- ZU ERLEDIGENDE AUFGABEN:
- A) Beantworten Sie anhand des Textes zur Ticketbuchung bei der Berlinale die folgenden Fragen:
(i) Bis wie viele Minuten vor Filmbeginn lassen sich bereits gebuchte Tickets stornieren?
(ii) Was ist laut der Berlinale beim Einlass „nicht kategorisch“ auszuschließen?
(iii) An welchem Datum wurde die Auskunft der Pressestelle ergänzt?
- B) Schreiben Sie aus dem Text zur Ticketbuchung bei der Berlinale den Abschnitt wortgetreu ab, der mit „Bis zu 45 Minuten“ beginnt und bis einschließlich „verfügbar sein sollten.“ reicht.

══ BEREITGESTELLTER TEXT ══

Bis zu 45 Minuten vor Filmbeginn ist es laut Auskunft der Berlinale möglich, bereits gebuchte Tickets zu stornieren, um diese wieder für die Presse freizugeben. Im Umkehrschluss heißt das, dass je nach Zahl der Stornierungen 45 Minuten vor Filmbeginn auch wieder Last Minute Tickets online verfügbar sein sollten.

Zur Organisation des Einlasses schreibt die Berlinale, dass die „Dynamik von zügigen Kinoeinlässen bei der Planung bedacht“ wurde. Dennoch sei „nicht kategorisch“ auszuschließen, dass es zu „unvorhersehbaren Verzögerungen“ kommen könnte.

Unsere Anfrage zur Handhabe der Bestimmung, dass bei einem mehr als zweimaligem Ausfall getätigter, aber nicht wahrgenommener Reservierungen die Buchungsmöglichkeit weiterer Tickets entzogen werden kann, blieb leider ohne Antwort. Im Vorstand verstehen wir die Bestimmung als Maßnahme, die vermeiden soll, dass reservierte Tickets ohne Not nicht wahrgenommen werden. Dennoch steht zu befürchten, dass Unregelmäßigkeiten im Ablauf schnell zu ungenutzten Tickets führen können und Buchungsmöglichkeiten unverschuldet entzogen werden. Wir haben unsere Bitte nach Kulanz in der Umsetzung daher noch einmal gestellt. Edit am 7. Februar, Auskunft der Pressestelle: Wenn jemand oft unabgesagt Tickets verfallen lässt, wird die Person ggflls. direkt kontaktiert werden. Ansonsten wird darum gebeten, die Stornierungsmöglichkeit zu nutzen und einen „verantwortungsvollen Umgang“ mit Buchungen zu praktizieren, damit nicht wahrgenommene Tickets für andere Kolleg*innen frei werden.

═══
══ EINGABEDATEN ══

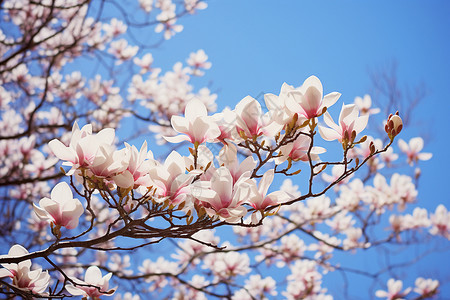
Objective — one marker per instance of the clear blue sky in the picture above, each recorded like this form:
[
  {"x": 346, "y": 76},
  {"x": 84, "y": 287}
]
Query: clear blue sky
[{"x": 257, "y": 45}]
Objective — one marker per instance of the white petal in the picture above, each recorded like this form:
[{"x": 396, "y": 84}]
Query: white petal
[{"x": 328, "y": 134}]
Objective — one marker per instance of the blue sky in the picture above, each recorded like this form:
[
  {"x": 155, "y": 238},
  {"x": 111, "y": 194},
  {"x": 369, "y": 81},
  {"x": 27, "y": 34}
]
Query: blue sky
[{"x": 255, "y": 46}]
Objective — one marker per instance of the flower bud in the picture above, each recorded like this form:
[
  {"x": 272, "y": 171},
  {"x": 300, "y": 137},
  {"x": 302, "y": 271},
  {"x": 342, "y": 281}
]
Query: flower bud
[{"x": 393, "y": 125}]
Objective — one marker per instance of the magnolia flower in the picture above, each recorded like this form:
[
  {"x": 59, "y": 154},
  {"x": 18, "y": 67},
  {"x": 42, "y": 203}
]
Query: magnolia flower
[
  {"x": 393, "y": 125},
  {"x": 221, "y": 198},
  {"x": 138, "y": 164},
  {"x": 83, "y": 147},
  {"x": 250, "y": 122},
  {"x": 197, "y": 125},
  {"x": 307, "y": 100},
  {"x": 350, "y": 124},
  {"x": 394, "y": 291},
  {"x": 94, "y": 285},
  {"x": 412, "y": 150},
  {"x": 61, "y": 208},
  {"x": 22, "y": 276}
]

═══
══ EINGABEDATEN ══

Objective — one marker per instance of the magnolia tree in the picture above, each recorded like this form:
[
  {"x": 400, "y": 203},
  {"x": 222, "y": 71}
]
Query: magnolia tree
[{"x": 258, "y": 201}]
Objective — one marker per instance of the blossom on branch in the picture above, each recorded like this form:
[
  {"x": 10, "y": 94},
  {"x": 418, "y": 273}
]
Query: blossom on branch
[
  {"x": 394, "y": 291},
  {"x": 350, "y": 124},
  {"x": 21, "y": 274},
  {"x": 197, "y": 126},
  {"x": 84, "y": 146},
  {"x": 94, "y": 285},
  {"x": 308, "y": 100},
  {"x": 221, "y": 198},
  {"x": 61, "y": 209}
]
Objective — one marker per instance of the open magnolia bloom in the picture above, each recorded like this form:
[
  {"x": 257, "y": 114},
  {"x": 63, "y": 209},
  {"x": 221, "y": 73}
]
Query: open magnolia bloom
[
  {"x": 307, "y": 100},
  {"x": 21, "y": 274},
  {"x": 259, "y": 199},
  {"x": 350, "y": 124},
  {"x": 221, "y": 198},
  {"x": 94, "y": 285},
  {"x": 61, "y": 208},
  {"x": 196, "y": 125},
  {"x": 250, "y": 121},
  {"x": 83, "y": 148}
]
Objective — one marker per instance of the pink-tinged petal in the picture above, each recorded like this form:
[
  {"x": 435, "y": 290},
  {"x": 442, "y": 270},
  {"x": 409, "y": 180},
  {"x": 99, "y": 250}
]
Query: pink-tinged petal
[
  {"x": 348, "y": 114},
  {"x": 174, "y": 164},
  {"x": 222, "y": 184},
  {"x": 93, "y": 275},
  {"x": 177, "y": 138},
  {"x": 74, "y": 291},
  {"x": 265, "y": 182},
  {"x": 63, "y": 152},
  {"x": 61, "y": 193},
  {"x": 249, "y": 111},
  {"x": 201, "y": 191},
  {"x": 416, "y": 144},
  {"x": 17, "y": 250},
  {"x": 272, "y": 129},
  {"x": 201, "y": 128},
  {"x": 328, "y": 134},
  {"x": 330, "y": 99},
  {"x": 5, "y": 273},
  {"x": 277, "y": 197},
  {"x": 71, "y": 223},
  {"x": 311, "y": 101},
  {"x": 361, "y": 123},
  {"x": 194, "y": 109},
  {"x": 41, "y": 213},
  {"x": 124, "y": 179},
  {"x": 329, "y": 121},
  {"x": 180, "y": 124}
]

═══
══ EINGABEDATEN ══

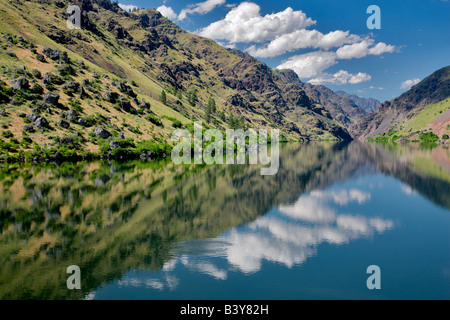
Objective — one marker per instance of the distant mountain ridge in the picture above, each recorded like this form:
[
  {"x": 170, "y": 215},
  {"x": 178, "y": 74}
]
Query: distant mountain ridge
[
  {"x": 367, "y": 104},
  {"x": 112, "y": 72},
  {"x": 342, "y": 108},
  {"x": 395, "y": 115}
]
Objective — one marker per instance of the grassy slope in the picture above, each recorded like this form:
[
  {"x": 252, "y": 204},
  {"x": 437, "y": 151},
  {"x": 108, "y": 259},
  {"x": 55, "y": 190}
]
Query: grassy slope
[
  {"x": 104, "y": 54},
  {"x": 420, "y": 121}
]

═══

- ANTWORTEN:
- A)
(i) Bis zu 45 Minuten vor Filmbeginn.
(ii) Dass es zu „unvorhersehbaren Verzögerungen“ kommen könnte.
(iii) Am 7. Februar.

- B)
Bis zu 45 Minuten vor Filmbeginn ist es laut Auskunft der Berlinale möglich, bereits gebuchte Tickets zu stornieren, um diese wieder für die Presse freizugeben. Im Umkehrschluss heißt das, dass je nach Zahl der Stornierungen 45 Minuten vor Filmbeginn auch wieder Last Minute Tickets online verfügbar sein sollten.